● EXTRAIT CHOISI:
╭──

D’anciens élèves ont maintes fois affirmé qu’ils devaient leur vocation religieuse à la profonde dévotion à la Vierge qu’elle leur avait inculquée. Parmi eux, un Oblat de Marie-Immaculée et un Frère Mariste lui écrivaient chaque année. Plusieurs évoquaient également leurs belles années d’école, ensoleillées par le sourire perpétuel de leur professeure. L’un d’eux venu lui rendre visite exprimait sa foi en l’efficacité de son intercession : « C’est sa prière qui me soutien » reconnaissait-il.
Après vingt-huit années de dévouement aux États-Unis, elle est revient au Québec et poursuit son enseignement à Frelighsburg puis à Saint-Ours.
En 1948, elle est chargée de l’économat à l’École Normale Marie-Rivier de Saint-Hyacinthe. Elle s’acquitte de cette responsabilité avec la discrétion, le savoir-faire et la politesse qui la caractérisent. Personne de bon conseil, elle sait aussi accepter l’avis des autres. Des sœurs de l’école qui ont connu l’épreuve de la maladie à l’époque se souviennent avec gratitude de ses multiples délicatesses alors qu’elles étaient confinées à l’infirmerie. D’anciennes élèves n’ont pas oublié ses bienfaits à leur endroit. Des nécessiteux furent soulagés grâce à ses charitables interventions.
On se souvient des joyeux moments passés en sa compagnie, tant dans la cour de récréation, où elle participait d’amblée aux jeux des élèves, que lors de ses visites dans sa famille, où elle démontrait sa vivacité et sa bonne humeur.
La retraite et la maladie
À 75 ans, elle quitte son poste pour entrer à la Maison provinciale de la communauté.

╰──

● ACTIVITÉ 1: Dans l'extrait choisi, recopiez sans rien changer le passage qui s'ouvre sur les mots contenant « D’anciens élèves ont » et se ferme sur « puis à Saint-Ours. ».
● ACTIVITÉ 2: D'après l'extrait choisi, en quelle année est-elle chargée de l'économat à l'École Normale Marie-Rivier de Saint-Hyacinthe ?
● ACTIVITÉ 3: Prolongez l'extrait choisi, consacré à la vie de cette religieuse enseignante, en reprenant après sa dernière phrase.

● DONNÉES FOURNIES:
╭──

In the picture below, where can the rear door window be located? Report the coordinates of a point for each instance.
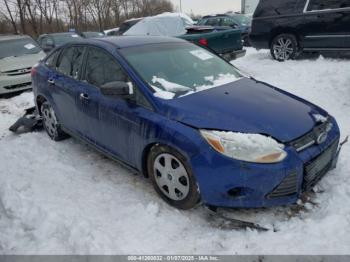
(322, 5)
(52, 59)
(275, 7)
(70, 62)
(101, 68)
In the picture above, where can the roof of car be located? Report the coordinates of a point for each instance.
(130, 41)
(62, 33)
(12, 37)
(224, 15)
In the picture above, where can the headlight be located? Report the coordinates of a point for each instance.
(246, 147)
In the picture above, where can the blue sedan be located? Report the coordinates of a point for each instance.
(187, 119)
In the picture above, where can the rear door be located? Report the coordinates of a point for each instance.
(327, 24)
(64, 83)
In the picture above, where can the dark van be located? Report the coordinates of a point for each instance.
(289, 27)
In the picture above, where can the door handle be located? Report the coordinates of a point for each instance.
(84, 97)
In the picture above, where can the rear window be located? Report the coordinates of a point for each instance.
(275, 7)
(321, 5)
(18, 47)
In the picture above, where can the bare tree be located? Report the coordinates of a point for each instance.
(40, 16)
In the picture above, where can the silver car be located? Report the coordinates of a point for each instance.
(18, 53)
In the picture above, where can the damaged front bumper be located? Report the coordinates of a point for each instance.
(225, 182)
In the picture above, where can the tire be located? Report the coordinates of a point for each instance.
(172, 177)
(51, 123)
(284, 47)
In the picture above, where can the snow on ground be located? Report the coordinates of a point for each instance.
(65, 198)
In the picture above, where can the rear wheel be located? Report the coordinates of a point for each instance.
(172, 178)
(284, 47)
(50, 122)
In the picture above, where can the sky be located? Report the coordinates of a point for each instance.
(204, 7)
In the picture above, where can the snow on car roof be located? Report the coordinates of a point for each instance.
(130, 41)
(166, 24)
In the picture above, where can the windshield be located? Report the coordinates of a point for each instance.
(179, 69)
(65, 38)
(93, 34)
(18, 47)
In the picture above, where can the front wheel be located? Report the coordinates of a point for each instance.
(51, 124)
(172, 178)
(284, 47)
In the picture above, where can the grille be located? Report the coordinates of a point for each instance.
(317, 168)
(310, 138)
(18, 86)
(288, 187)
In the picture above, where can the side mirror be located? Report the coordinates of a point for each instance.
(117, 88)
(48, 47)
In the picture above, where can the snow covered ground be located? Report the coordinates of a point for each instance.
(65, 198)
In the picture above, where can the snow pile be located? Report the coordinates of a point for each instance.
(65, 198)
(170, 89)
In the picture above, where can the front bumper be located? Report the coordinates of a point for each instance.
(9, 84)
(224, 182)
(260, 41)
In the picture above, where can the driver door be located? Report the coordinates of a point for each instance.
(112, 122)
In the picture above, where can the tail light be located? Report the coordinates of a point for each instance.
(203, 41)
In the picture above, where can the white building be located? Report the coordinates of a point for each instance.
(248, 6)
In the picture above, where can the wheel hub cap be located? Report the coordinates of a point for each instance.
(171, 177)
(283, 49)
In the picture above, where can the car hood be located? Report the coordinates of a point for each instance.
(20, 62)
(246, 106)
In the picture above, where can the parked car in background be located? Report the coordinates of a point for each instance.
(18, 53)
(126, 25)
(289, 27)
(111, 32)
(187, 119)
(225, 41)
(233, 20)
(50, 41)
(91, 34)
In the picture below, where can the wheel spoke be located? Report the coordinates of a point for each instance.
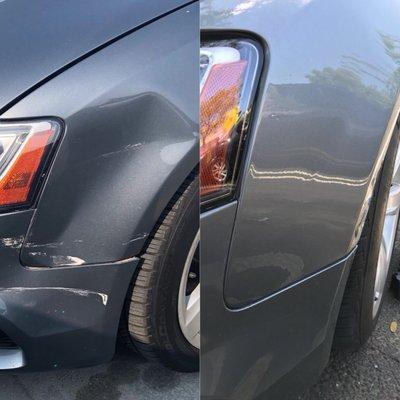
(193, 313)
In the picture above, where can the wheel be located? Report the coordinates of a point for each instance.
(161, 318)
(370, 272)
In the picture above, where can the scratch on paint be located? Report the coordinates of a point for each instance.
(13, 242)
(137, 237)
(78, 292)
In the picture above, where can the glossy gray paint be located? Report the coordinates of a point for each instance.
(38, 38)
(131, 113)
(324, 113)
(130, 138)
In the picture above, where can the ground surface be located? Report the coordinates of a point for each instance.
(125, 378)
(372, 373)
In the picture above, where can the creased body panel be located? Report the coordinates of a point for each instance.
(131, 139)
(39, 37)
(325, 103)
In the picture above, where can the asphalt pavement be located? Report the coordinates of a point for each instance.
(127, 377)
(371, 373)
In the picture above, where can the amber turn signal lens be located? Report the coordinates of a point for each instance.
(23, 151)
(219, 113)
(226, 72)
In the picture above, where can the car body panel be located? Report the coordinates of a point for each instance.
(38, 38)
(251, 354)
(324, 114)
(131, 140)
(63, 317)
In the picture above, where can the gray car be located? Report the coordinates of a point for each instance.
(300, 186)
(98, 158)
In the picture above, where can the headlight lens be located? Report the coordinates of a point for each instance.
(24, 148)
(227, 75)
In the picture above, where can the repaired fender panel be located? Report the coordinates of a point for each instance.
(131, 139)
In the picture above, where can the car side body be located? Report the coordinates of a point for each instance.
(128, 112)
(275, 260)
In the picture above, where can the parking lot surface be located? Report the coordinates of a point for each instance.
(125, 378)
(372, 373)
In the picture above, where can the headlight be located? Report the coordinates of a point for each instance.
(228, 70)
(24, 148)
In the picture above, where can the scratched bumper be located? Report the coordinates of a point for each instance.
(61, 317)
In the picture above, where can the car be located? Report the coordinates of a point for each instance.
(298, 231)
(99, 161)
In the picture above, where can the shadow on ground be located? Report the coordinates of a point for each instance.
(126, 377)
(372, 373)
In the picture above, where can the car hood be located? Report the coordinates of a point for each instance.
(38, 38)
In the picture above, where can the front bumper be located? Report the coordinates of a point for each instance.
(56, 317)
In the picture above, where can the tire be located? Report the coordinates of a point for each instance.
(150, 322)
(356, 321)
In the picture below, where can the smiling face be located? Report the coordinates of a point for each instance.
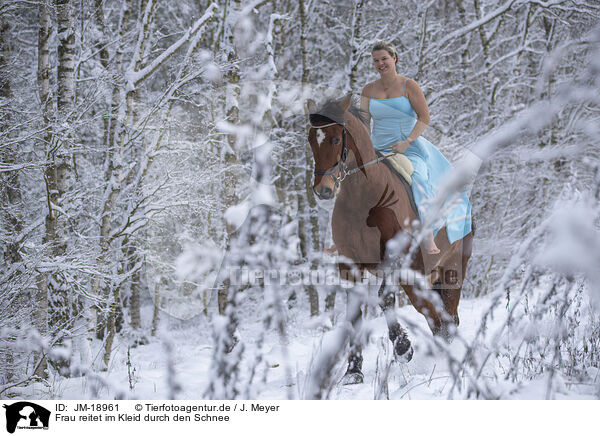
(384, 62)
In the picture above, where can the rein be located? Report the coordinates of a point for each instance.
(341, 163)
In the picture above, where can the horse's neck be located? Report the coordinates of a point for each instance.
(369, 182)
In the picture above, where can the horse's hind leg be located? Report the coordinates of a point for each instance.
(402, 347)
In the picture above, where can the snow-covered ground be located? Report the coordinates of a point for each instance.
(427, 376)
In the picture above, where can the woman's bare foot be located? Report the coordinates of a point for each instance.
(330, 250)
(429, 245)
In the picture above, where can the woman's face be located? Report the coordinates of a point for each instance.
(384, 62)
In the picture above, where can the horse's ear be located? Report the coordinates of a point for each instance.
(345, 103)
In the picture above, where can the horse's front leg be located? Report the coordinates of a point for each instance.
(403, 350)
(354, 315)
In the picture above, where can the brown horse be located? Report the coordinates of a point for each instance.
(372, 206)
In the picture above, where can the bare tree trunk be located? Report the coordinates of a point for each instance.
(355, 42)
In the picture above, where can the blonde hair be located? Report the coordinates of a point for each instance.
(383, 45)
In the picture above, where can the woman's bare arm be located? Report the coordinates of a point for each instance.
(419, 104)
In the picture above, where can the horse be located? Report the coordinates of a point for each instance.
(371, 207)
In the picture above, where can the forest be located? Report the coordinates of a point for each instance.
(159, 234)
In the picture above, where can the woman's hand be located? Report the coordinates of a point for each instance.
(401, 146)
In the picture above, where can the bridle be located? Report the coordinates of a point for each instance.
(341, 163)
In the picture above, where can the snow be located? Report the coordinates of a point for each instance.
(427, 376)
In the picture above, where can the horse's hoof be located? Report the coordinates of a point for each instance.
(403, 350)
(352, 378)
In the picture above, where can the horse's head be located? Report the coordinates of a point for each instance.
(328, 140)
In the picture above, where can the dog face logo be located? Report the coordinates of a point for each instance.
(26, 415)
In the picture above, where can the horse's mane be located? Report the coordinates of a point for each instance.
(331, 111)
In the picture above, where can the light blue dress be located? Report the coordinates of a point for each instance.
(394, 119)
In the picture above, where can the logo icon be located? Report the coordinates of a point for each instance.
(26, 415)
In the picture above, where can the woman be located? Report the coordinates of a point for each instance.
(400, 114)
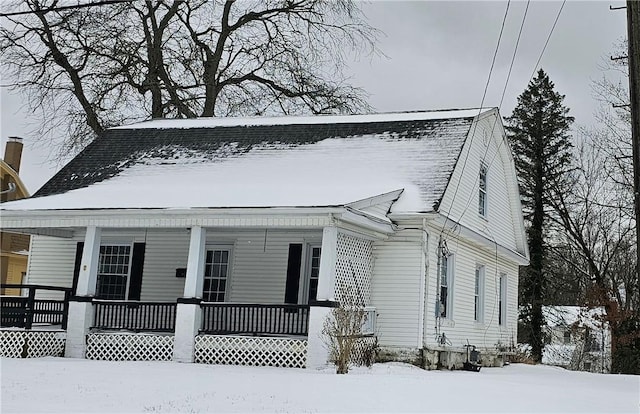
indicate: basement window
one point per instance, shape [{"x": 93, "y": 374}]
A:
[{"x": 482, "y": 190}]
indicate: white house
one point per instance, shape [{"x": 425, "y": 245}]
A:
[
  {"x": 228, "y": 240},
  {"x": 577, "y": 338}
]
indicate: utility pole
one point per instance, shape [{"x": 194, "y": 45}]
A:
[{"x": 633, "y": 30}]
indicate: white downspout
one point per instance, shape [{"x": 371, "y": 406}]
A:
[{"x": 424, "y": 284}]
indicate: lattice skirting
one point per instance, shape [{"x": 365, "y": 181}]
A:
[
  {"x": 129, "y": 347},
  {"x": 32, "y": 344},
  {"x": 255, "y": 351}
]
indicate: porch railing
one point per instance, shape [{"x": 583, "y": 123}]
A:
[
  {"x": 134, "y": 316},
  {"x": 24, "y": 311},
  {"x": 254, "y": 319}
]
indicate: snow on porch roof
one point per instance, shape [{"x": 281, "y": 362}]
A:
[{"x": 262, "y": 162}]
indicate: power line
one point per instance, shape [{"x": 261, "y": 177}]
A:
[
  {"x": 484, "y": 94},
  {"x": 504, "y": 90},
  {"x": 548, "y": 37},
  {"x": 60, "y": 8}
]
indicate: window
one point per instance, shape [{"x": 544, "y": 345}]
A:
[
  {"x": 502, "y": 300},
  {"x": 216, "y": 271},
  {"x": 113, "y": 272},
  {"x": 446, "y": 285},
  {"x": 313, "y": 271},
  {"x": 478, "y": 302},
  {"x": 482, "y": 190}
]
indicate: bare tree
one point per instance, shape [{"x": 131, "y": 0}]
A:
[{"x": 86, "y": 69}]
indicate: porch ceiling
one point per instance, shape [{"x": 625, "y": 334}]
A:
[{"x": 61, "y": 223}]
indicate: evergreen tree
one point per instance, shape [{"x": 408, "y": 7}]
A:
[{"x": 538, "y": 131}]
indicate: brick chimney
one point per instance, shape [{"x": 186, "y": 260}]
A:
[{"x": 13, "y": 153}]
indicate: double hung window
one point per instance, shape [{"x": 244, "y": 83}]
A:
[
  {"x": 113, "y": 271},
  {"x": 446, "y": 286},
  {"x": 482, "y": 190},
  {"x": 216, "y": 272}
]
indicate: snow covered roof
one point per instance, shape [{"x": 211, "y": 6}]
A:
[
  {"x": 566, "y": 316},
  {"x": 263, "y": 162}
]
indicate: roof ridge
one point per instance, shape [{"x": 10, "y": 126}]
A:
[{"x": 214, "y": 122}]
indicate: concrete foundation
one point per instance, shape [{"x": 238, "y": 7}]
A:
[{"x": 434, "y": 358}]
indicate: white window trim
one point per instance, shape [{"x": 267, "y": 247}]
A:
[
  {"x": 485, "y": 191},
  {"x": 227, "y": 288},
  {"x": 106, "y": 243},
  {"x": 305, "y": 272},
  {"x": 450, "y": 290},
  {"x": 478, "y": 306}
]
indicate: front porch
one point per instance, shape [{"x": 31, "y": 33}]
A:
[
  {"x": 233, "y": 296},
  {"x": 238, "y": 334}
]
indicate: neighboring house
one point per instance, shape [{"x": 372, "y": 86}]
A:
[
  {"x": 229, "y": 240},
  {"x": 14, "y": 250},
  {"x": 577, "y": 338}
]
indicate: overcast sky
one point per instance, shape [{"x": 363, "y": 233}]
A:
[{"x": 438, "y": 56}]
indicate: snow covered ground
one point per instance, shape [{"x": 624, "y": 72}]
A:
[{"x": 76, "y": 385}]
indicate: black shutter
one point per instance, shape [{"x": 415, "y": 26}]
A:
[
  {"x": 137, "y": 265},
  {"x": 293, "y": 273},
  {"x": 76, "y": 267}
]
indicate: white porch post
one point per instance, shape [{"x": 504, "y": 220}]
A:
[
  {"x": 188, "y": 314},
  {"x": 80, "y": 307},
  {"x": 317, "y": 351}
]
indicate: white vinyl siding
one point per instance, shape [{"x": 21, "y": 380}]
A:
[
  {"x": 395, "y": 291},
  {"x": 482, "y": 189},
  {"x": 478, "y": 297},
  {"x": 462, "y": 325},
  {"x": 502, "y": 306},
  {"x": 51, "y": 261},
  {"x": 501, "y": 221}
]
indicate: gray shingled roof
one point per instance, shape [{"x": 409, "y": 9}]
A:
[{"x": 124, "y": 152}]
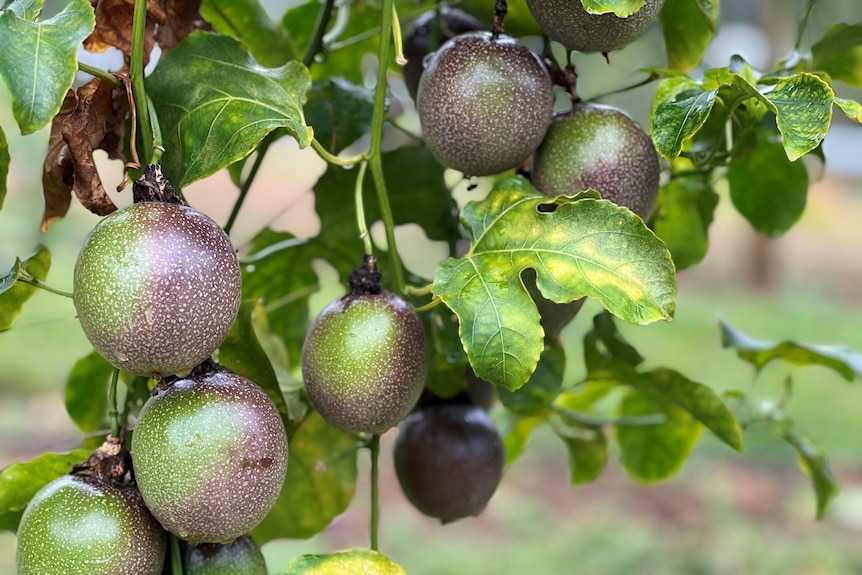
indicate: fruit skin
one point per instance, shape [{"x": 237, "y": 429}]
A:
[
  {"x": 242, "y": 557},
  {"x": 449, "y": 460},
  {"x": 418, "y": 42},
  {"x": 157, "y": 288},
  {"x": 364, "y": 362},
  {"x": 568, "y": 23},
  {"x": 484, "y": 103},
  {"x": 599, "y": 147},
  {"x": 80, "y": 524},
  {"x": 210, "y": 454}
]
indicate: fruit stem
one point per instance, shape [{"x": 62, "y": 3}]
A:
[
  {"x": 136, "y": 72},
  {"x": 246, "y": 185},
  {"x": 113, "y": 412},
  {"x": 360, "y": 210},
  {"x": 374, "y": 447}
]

╰──

● RÉPONSE 1:
D’anciens élèves ont maintes fois affirmé qu’ils devaient leur vocation religieuse à la profonde dévotion à la Vierge qu’elle leur avait inculquée. Parmi eux, un Oblat de Marie-Immaculée et un Frère Mariste lui écrivaient chaque année. Plusieurs évoquaient également leurs belles années d’école, ensoleillées par le sourire perpétuel de leur professeure. L’un d’eux venu lui rendre visite exprimait sa foi en l’efficacité de son intercession : « C’est sa prière qui me soutien » reconnaissait-il.
Après vingt-huit années de dévouement aux États-Unis, elle est revient au Québec et poursuit son enseignement à Frelighsburg puis à Saint-Ours.

● RÉPONSE 2: En 1948.

● RÉPONSE 3:
En novembre 1965, sa santé l’altérant de plus en plus, on juge prudent de lui offrir une chambre à l’Infirmerie Saint-Joseph. Sa solitude devient « un coin de prière » où Notre-Dame-de-Lourdes occupe la place d’honneur. Sereine, amante du silence, elle y coule des temps forts de sa vie de recueillement et de prière. La couleur « vert » égaie tout ce qui l’entoure; même le chapelet sur lequel elle prie fidèlement et inlassablement en est teinté. Cette innocente coquetterie a certainement pour elle un langage; était-ce celui de l’espérance ?
Ses maux s’aggravant, elle doit être déplacée et partage sa nouvelle chambre avec une autre malade. Pas une plainte ne s’échappe de ses lèvres concernant les désagréments découlant de ce changement à son environnement.
Malgré de très grandes souffrances, surtout pendant sa dernière année de maladie, jamais elle ne réclame un soulagement supplémentaire. Elle se montre reconnaissante des soins dont on l’entoure, les payant de bons sourires et de chapelets aux attentions de chacune. Elle apprécie le précieux soutien moral de sa sœur Ernestine, présente à ses côtés.
« Vous ne trouvez pas le temps trop long? » lui demande-t-on parfois. Silencieuse et souriante, elle élève alors son chapelet en guise de réponse. À sa sœur qui compatissait à sa souffrance, elle confie un jour « Je dis à Notre-Seigneur : Faites de moi tout ce que vous voudrez. »
Une semaine avant sa mort, alors qu’elle avait failli partir, son infirmière lui dit gentiment : « Grand-Mère, le bon Dieu a eu l’envie de te prendre… ». « Je le sais, j’étais consciente », « Tu n’es pas déçue ? », « Non ! ». Sa volonté était à ce point accordée totalement à celle de son Seigneur.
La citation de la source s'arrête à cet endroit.